▶ _Set tasks_
**A.** In the ATSR-2 article, which company supplied the Microwave Radiometer for ERS-2?
**B.** Using the ATSR-2 article, explain why three more bands were added to the Infrared Radiometer for ATSR-2.

▶ _Page_
***

European Space Agency


ATSR-2: The Evolution in Its Design from ERS-1 to ERS-2

N.C.M. Stricker & A. Hahne

ESA Directorate for Observation of the Earth and Its Environment, ESTEC, Noordwijk, The Netherlands

D.L. Smith, J. Delderfield, M.B. Oliver & T. Edwards

Space Science Department, Rutherford Appleton Laboratory, Didcot, UK

The Along-Track Scanning Radiometer, or ATSR, was developed for the ERS-1 mission as an Announcement of Opportunity package by the United Kingdom and France. It consists of a four-band Infrared Radiometer (IRR) to measure the Sea Surface Temperature (SST), and a Microwave Radiometer (MWR) to measure the integrated (vapour and liquid) atmospheric water content. The IRR was developed by Rutherford Appleton Laboratory (RAL, UK) and the MWR by the Centre de Recherche en Physique de l'Environment Terrestre et Planetaire (CRPE, F).

For the ATSR-2 on ERS-2, the IRR has been upgraded by adding three more bands in the visible part of the spectrum to provide data for vegetation studies (Fig 1). The MWR is identical to that used on ERS-1, but is provided by a different industrial contractor, namely Schrack Aerospace of Austria.

Rondonia
Figure 1. A 512 x 512 km section of the tropical rain forest in Rondonia (western Brazil), as seen by ATSR-2. This image combines three channels from ATSR-2, at 0.55 m (extracted as blue), 0.67 m (green) and 1.6 m (red). The regularly-shaped, pale cream patches are areas where the rain forest has already been felled

The ATSR instrument on ERS-1

The IRR, an imaging radiometer equipped with four infrared channels operating at wavelengths of 1.6, 3.7, 11 and 12 microns, scans two 500 km swaths across the satellite's ground track, one being the nadir view and the other 800 km forward (47 degrees with respect to the nadir) along the ground track (Fig. 2). Successive swaths are displaced by 1 km due to the satellite's orbital motion.

A rotating mirror scans the two tracks once every 150 ms, each scan being sub-divided into 2000 pixels (each equivalent to 75 microsec), 555 of which contain nadir-view data and 371 forward-view data. The infrared channels and associated electronics are calibrated using two black bodies, one hot and one cold, located in the path of the scanning mirror.

With the 555 pixels in the nadir view, a resolution of the order of 1 km x 1 kmcan be achieved. Averaging over 50 km x 50 km gives an absolute accuracy of better than 0.5 K in sea-surface temperature, assuming that 20% of the pixels within the area are cloud-free. For cloud-free pixels of 1 km x 1 km, the relative accuracy is about 0.2 K.

***

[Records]
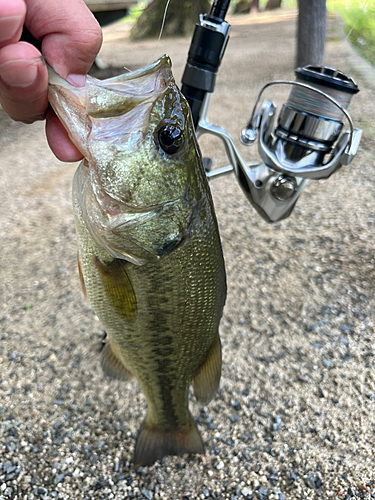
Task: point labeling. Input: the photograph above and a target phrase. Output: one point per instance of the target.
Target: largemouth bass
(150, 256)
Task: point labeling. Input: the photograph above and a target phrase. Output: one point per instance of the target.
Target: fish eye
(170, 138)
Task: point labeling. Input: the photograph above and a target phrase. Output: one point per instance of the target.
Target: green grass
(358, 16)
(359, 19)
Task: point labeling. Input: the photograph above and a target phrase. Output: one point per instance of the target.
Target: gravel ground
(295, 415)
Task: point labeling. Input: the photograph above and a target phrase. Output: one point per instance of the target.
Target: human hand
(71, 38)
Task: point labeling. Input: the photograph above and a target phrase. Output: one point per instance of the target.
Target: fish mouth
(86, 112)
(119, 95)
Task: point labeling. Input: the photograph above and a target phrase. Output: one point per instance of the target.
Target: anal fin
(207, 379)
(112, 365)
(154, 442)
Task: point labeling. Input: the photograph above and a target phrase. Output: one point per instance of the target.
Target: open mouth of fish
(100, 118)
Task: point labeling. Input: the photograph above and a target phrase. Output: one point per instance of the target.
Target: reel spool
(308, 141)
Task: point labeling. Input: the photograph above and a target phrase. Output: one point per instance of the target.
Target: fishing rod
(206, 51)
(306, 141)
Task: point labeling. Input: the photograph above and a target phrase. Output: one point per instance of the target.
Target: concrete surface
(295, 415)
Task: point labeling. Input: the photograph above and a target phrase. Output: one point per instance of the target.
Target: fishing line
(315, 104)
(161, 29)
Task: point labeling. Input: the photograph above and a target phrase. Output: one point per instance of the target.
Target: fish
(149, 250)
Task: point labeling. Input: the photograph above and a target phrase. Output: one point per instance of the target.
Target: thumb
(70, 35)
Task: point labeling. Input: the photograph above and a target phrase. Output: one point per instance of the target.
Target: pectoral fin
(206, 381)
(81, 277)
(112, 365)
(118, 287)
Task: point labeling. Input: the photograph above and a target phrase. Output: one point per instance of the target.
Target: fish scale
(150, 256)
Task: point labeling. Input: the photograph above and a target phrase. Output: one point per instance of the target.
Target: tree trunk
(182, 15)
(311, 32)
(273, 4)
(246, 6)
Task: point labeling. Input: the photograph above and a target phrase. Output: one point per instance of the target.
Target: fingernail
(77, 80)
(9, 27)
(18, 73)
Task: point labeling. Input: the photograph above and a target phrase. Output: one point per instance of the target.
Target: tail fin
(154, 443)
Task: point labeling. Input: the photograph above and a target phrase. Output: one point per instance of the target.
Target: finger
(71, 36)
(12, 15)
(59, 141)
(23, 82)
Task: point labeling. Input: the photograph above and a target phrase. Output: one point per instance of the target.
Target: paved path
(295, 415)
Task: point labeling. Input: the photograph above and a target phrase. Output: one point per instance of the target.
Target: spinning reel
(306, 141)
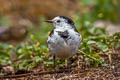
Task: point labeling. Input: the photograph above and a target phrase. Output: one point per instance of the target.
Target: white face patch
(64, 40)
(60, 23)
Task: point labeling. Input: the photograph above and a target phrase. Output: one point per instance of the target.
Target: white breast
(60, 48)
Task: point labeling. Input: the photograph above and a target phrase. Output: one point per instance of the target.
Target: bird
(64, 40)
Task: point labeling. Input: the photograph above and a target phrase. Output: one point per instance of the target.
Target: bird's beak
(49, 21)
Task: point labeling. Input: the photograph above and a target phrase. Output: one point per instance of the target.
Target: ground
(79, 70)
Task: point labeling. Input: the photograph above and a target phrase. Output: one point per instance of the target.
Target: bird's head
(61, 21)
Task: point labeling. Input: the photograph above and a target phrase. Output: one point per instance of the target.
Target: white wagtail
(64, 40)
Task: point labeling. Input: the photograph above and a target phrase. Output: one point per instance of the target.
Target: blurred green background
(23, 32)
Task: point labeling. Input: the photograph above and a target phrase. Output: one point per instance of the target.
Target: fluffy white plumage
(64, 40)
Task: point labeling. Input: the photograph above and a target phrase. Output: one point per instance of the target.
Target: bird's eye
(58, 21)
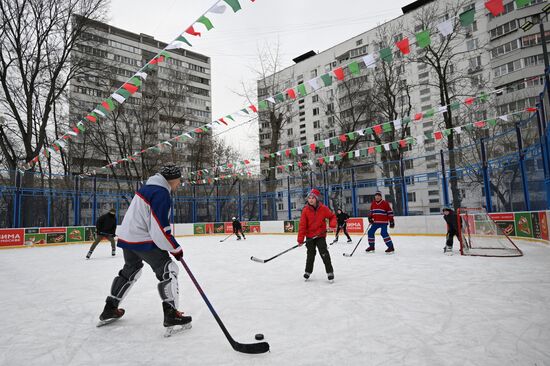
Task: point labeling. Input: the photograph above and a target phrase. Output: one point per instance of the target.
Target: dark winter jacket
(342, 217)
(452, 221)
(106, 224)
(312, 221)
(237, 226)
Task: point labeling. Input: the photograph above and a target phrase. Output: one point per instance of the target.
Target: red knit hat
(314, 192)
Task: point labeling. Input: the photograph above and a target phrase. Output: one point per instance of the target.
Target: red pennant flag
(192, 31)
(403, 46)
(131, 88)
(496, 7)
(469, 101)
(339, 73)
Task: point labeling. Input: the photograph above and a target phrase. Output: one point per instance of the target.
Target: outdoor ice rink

***

▶ _Task-by-task outputs_
**A.** Schrack Aerospace of Austria supplied it.

**B.** The three bands, in the visible part of the spectrum, were added to provide data for vegetation studies.